Thanks for the comments Isthereanyhope, which I appreciate.

Its been better since last Saturday and contact with my xBS has much improved. I've tried not to over do it, but she's been quite poorly so I'm limiting contact to just seeing how she is, and the same for my children. I think its been appreciated.

I do miss her making contact first, as generally its me who initiates the comms, but maybe this is just what I've got to get used to now unfortunately.

There's been no further mention of this date, which has helped and that may well be down to her being unwell. She did hit a trigger with something she found from a holiday away which wasn't even true, and it sent her down a bit of a spiral, but apart from that we've been able to sit in the same room and get on fairy well.

An R still feels highly unlikely (which I wish for more than anything) and its awful having to get used to the just being friends thing, while thinking in the back of my mind that there may be someone else. When it goes quiet on an evening on the text front I imagine her being sat there talking / texting away to someone - but I'm sure she probably thinks the same of me and I'm on here! For me it seems that her main issue is about trust, and maybe in her head she still thinks I'm up to no good, yet thats hard to prove when we live in seperate houses and she can't see my phone. I always leave my phone on show when I go to see her (and there's no notifications turned off either) to show that I'm not hiding anything.

■ **EXERCISE INPUTS**
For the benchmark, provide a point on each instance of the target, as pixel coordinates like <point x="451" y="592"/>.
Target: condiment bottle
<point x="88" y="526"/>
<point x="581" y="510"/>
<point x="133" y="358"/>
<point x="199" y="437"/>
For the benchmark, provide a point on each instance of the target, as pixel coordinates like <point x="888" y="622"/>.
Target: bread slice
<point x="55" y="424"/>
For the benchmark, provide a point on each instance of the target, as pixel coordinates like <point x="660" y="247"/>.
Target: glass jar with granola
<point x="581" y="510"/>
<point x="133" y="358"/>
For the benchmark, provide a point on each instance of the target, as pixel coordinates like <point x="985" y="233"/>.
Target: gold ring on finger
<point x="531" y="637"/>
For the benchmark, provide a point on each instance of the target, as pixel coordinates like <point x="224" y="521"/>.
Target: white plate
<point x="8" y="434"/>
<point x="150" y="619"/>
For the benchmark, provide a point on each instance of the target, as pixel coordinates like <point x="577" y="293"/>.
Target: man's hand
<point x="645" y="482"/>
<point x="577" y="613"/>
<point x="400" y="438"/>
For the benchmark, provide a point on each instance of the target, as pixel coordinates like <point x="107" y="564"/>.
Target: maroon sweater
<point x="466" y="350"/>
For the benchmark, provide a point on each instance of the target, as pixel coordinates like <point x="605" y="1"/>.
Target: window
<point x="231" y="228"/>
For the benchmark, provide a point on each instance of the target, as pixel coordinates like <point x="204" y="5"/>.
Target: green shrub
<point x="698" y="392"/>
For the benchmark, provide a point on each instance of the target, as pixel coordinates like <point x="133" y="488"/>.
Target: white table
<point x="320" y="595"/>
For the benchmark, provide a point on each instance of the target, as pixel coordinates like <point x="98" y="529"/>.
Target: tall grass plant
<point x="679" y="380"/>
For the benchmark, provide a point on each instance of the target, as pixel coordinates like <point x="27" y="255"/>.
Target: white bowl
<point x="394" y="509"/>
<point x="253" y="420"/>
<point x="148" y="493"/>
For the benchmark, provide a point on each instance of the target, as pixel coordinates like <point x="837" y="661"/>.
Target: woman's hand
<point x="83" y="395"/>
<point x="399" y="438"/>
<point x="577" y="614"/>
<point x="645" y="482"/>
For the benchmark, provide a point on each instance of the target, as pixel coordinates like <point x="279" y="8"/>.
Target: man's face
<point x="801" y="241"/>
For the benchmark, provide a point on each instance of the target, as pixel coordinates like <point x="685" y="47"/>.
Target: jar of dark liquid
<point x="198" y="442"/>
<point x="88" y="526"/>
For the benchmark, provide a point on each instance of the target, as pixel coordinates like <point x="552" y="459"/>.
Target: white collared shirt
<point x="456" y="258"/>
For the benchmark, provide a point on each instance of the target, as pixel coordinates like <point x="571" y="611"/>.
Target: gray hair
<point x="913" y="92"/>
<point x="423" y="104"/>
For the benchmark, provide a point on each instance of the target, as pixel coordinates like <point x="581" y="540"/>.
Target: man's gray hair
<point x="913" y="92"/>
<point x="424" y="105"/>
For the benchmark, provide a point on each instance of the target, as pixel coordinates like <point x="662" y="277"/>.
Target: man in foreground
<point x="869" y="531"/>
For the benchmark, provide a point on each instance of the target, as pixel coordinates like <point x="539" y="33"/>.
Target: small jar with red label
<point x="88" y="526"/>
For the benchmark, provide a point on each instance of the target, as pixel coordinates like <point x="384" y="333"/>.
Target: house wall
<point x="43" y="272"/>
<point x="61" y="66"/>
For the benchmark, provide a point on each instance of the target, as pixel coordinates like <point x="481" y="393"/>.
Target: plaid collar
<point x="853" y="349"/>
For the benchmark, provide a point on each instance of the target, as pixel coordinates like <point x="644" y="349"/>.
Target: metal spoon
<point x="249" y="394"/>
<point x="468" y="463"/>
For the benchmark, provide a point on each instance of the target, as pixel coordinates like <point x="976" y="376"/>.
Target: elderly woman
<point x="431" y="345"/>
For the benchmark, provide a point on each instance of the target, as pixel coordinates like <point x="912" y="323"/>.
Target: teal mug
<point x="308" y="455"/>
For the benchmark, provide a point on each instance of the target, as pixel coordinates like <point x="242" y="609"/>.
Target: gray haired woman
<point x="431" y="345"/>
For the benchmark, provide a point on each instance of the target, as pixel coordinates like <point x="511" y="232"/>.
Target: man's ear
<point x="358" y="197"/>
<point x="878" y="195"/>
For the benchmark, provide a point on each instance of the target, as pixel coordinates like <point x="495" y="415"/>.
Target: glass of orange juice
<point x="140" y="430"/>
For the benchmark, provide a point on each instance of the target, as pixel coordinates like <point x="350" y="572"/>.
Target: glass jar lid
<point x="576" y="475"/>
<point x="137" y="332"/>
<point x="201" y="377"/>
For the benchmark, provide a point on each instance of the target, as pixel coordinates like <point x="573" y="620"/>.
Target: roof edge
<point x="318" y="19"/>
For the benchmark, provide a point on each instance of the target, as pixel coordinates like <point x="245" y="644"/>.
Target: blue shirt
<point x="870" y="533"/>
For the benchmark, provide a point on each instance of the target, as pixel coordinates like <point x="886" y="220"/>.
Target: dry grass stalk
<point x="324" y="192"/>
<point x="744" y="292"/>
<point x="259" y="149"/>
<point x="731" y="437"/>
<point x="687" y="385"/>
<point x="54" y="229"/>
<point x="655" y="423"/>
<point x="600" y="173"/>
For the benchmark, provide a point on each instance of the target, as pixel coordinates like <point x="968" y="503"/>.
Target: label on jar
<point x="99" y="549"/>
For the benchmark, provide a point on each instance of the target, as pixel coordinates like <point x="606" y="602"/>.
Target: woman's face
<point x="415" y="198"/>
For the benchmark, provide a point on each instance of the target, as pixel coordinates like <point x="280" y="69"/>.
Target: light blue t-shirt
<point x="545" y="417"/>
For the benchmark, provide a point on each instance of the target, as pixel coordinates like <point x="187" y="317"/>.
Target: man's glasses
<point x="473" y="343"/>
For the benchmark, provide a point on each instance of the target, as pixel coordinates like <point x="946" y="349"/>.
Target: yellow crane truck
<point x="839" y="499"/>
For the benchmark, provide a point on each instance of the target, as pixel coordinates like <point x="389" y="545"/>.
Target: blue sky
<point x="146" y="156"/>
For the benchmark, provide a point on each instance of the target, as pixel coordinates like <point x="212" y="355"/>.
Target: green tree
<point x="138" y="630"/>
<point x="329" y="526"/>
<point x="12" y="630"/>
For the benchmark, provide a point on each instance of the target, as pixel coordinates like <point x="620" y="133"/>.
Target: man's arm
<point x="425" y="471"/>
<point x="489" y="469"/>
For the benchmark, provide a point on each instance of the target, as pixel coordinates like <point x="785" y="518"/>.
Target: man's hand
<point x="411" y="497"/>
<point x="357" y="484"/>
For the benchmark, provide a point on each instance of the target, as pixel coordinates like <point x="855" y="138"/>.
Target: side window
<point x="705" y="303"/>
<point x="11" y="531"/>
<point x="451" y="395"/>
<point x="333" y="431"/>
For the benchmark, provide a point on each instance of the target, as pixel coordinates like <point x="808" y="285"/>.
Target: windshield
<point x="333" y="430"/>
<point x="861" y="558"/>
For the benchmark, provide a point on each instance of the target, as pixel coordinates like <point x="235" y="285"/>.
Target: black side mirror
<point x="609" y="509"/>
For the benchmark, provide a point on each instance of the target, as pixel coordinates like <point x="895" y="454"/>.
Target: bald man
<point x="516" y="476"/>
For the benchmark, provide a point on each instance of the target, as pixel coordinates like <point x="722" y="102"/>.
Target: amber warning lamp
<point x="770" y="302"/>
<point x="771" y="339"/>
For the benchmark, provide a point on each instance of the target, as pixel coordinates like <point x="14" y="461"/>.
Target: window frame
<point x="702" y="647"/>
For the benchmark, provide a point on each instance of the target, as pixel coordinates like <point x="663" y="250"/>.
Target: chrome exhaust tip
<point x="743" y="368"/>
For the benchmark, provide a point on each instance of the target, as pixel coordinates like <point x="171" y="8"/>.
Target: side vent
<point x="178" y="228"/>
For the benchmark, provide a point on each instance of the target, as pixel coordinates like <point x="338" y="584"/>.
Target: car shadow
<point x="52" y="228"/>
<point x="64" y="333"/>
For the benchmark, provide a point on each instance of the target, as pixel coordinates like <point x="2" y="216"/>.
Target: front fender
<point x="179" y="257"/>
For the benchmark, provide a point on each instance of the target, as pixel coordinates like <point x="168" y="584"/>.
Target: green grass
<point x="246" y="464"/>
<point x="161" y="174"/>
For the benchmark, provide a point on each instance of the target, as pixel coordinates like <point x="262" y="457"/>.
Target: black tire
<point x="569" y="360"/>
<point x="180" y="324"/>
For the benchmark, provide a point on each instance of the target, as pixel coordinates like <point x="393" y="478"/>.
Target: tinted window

■ **WRITTEN TASKS**
1: According to the forum post, since when have things been better?
2: How many lines of the listing contain the word "grass"? Reply with the number alone.

■ **RESULTS IN ORDER**
1: Since last Saturday.

2: 3